> [Stated goal]:
Each record below must be returned exactly as shown.

┄┄┄┄┄┄┄┄┄┄

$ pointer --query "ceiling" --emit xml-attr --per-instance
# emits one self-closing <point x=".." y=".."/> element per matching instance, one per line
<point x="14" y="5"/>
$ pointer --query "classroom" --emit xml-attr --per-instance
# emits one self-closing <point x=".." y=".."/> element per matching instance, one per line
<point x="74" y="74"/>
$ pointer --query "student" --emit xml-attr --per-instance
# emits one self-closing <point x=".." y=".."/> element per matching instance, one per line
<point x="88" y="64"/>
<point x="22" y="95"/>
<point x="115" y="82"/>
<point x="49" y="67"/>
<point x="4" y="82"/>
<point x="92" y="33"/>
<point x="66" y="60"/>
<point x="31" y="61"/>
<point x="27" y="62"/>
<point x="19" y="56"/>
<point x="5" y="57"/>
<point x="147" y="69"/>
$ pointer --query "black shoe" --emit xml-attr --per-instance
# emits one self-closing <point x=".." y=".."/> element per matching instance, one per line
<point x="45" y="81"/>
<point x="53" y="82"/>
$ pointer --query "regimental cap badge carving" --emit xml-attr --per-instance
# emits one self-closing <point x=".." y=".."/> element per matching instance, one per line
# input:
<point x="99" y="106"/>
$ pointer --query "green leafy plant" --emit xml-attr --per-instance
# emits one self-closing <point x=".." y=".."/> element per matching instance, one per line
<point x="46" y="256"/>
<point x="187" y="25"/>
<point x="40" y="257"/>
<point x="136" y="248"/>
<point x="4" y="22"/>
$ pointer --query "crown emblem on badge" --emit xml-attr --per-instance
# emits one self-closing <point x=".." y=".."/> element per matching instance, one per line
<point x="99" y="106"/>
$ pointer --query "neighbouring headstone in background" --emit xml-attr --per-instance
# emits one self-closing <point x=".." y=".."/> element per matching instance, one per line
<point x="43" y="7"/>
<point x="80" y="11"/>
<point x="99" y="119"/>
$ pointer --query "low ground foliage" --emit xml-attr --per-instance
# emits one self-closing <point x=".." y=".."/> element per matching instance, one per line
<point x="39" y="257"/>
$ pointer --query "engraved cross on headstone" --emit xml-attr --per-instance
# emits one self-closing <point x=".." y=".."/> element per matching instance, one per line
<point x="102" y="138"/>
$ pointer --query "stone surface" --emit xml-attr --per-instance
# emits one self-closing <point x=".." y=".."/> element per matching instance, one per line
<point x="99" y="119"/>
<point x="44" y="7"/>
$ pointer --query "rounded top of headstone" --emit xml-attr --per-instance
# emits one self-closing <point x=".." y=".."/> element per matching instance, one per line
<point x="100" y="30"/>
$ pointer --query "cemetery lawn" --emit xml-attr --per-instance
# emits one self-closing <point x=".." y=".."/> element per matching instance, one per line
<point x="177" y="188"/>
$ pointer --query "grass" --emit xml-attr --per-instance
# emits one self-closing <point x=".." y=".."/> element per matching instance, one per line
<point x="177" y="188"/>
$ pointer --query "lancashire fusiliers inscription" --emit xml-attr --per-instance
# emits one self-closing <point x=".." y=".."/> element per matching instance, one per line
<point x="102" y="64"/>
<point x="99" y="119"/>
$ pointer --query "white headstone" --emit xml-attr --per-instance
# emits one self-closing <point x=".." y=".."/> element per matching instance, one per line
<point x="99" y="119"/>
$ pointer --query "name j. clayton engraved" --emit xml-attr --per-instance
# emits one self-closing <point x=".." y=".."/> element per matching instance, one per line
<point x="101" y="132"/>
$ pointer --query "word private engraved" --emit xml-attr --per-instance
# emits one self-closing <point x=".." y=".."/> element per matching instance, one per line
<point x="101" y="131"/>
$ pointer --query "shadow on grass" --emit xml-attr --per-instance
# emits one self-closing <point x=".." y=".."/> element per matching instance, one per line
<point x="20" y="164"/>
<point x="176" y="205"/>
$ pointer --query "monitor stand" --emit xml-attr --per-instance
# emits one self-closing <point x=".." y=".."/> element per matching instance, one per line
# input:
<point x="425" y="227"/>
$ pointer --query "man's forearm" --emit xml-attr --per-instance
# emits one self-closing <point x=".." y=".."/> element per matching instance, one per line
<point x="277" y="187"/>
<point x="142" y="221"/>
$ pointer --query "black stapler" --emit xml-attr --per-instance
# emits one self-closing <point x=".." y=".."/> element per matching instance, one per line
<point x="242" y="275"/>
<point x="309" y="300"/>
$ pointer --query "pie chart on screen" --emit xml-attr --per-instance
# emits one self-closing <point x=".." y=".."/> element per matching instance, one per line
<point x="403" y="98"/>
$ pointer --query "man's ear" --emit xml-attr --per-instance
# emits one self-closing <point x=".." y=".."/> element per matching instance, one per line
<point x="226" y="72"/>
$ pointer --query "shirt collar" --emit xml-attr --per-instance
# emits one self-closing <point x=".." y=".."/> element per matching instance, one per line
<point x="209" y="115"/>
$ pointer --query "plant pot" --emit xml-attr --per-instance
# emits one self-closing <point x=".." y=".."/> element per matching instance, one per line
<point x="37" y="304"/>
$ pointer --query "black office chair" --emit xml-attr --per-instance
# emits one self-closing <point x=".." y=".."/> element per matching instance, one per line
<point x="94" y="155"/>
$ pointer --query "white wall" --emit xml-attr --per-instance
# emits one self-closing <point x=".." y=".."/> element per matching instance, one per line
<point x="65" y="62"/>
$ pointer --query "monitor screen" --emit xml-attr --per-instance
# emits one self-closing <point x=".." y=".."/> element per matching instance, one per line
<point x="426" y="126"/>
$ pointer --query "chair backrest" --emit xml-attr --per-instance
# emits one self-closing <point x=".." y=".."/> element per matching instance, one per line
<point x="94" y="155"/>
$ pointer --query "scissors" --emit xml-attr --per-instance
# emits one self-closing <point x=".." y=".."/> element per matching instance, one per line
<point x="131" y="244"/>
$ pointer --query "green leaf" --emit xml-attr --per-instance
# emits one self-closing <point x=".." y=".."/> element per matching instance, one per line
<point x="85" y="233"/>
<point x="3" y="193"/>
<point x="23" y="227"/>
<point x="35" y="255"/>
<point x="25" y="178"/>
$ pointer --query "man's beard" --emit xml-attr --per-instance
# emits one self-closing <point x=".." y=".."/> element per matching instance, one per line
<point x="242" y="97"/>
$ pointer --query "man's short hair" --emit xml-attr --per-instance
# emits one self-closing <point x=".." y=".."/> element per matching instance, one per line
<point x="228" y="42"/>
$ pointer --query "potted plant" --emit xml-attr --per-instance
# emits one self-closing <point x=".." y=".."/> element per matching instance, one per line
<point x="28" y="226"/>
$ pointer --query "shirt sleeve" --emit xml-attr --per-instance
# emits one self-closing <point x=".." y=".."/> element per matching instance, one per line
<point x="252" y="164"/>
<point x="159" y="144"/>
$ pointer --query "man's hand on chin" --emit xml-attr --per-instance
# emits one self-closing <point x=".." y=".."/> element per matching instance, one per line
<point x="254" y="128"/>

┄┄┄┄┄┄┄┄┄┄

> [Correct response]:
$ pointer --query "ceiling" --emit xml-attr --per-instance
# emits one self-closing <point x=".." y=".."/> element per matching instance, one per line
<point x="14" y="5"/>
$ pointer --query "classroom" --emit xml-attr --per-instance
# emits one self-closing <point x=".." y=".."/> element per matching instance, one per line
<point x="74" y="74"/>
$ pointer --query "student" --emit xml-attr --per-instance
# emits one self-closing <point x=".." y=".."/> element per matching instance, one per line
<point x="88" y="64"/>
<point x="22" y="95"/>
<point x="115" y="82"/>
<point x="49" y="67"/>
<point x="4" y="82"/>
<point x="92" y="33"/>
<point x="66" y="60"/>
<point x="31" y="61"/>
<point x="27" y="62"/>
<point x="19" y="56"/>
<point x="5" y="57"/>
<point x="147" y="69"/>
$ pointer --query "black shoe" --emit xml-attr --per-instance
# emits one self-closing <point x=".." y=".."/> element per matching instance, one per line
<point x="45" y="81"/>
<point x="53" y="82"/>
$ pointer --query "regimental cap badge carving" --emit xml-attr --per-instance
# emits one self-closing <point x=".." y=".."/> element per matching instance, one per line
# input:
<point x="99" y="106"/>
$ pointer --query "green leafy plant" --emit xml-attr --per-instance
# emits one self-closing <point x=".." y=".."/> element per matching instance, one per line
<point x="46" y="256"/>
<point x="187" y="25"/>
<point x="40" y="257"/>
<point x="136" y="248"/>
<point x="4" y="22"/>
$ pointer --query "crown emblem on badge" --emit xml-attr --per-instance
# emits one self-closing <point x=".." y=".."/> element per matching instance, one per line
<point x="99" y="106"/>
$ pointer --query "neighbouring headstone in background" --emit xml-attr --per-instance
# emits one self-closing <point x=".." y=".."/> element per matching instance, one per line
<point x="43" y="7"/>
<point x="80" y="11"/>
<point x="99" y="119"/>
$ pointer --query "low ground foliage" --emit xml-attr --per-instance
# emits one self-closing <point x=".." y=".."/> element per matching instance, one per line
<point x="39" y="257"/>
$ pointer --query "engraved cross on headstone" --emit xml-attr --per-instance
# emits one self-closing <point x=".." y=".."/> element per matching instance, one per line
<point x="102" y="138"/>
$ pointer --query "stone surface" --emit xml-attr --per-instance
# emits one self-closing <point x=".." y=".."/> element per matching instance, one per line
<point x="99" y="119"/>
<point x="44" y="7"/>
$ pointer --query "rounded top of headstone" --emit xml-attr --per-instance
# emits one self-closing <point x=".." y=".."/> element per matching instance, one per line
<point x="100" y="30"/>
$ pointer --query "cemetery lawn" --emit xml-attr --per-instance
# emits one self-closing <point x=".." y=".."/> element per matching instance, one per line
<point x="177" y="188"/>
$ pointer --query "grass" --emit xml-attr --per-instance
# emits one self-closing <point x=".." y=".."/> element per matching instance, one per line
<point x="177" y="188"/>
$ pointer --query "lancashire fusiliers inscription" --emit xml-attr --per-instance
# emits one self-closing <point x=".." y=".."/> element per matching instance, one per line
<point x="102" y="64"/>
<point x="99" y="119"/>
$ pointer --query "white headstone" --emit xml-attr --per-instance
# emits one self-closing <point x=".." y=".."/> element per matching instance, one per line
<point x="99" y="119"/>
$ pointer --query "name j. clayton engraved" --emit xml-attr --per-instance
# emits one self-closing <point x=".." y=".."/> element per matching instance, one per line
<point x="101" y="132"/>
$ pointer --query "word private engraved" --emit xml-attr --per-instance
# emits one self-closing <point x=".." y=".."/> element per matching instance, one per line
<point x="101" y="131"/>
$ pointer --query "shadow on grass" --emit xml-attr --per-instance
# emits one self-closing <point x=".." y=".."/> element per matching instance, one per line
<point x="20" y="164"/>
<point x="176" y="205"/>
$ pointer --query "monitor stand" --emit xml-attr --per-instance
# emits one self-closing <point x=".." y=".."/> element per matching instance, one per line
# input:
<point x="425" y="227"/>
$ pointer --query "man's forearm" --emit xml-attr --per-instance
# emits one self-closing <point x=".." y=".."/> element per matching instance, one per line
<point x="277" y="187"/>
<point x="142" y="221"/>
$ pointer --query "black stapler" --emit xml-attr --per-instance
# emits one self-closing <point x=".." y=".."/> element per matching instance, one per line
<point x="242" y="275"/>
<point x="309" y="300"/>
$ pointer --query "pie chart on screen" --emit xml-attr --per-instance
# emits one self-closing <point x=".." y=".."/> element per matching instance, one per line
<point x="403" y="98"/>
$ pointer --query "man's ear" --emit xml-attr --per-instance
# emits one self-closing <point x=".." y=".."/> element per matching instance, one per line
<point x="226" y="72"/>
$ pointer --query "shirt collar" --emit xml-attr --per-instance
# emits one self-closing <point x=".." y=".."/> element per matching instance, one per line
<point x="209" y="115"/>
$ pointer --query "plant pot" --emit xml-attr --per-instance
# emits one self-closing <point x=".." y=".."/> element per matching instance, one per line
<point x="37" y="304"/>
$ pointer --query "black office chair" --emit xml-attr --per-instance
# emits one self-closing <point x=".." y=".."/> element per matching instance, one per line
<point x="94" y="155"/>
$ pointer --query "white wall" --emit xml-attr --per-instance
# emits one self-closing <point x=".." y=".."/> element per matching instance, one per line
<point x="65" y="62"/>
$ pointer --query "monitor screen" --emit xml-attr --per-instance
# emits one self-closing <point x=".." y=".."/> element per matching instance, one per line
<point x="426" y="126"/>
$ pointer --query "chair backrest" --emit xml-attr --per-instance
# emits one self-closing <point x=".." y=".."/> element per matching instance, one per line
<point x="94" y="155"/>
$ pointer --query "scissors" --emit xml-attr --per-instance
# emits one self-closing <point x=".." y=".."/> element per matching instance, one per line
<point x="131" y="244"/>
$ pointer --query "green leaf" --emit xml-attr --per-instance
# emits one self-closing <point x=".." y=".."/> element per matching instance, one per line
<point x="85" y="233"/>
<point x="3" y="193"/>
<point x="23" y="227"/>
<point x="35" y="255"/>
<point x="25" y="178"/>
$ pointer --query "man's beard" --emit xml-attr --per-instance
# emits one self-closing <point x=".." y=".."/> element per matching instance, one per line
<point x="242" y="97"/>
$ pointer --query "man's short hair" --emit xml-attr --per-instance
# emits one self-closing <point x=".." y=".."/> element per matching instance, one per line
<point x="228" y="42"/>
$ pointer --query "potted plant" --emit xml-attr --per-instance
# emits one self-closing <point x=".." y=".."/> element per matching instance, one per line
<point x="28" y="226"/>
$ pointer --query "shirt sleeve" --emit xml-attr --per-instance
# emits one self-closing <point x=".." y=".."/> element per matching instance, one per line
<point x="252" y="164"/>
<point x="159" y="144"/>
$ pointer --query "man's hand on chin" --emit xml-attr --per-instance
# emits one self-closing <point x=".." y=".."/> element per matching instance, one per line
<point x="254" y="128"/>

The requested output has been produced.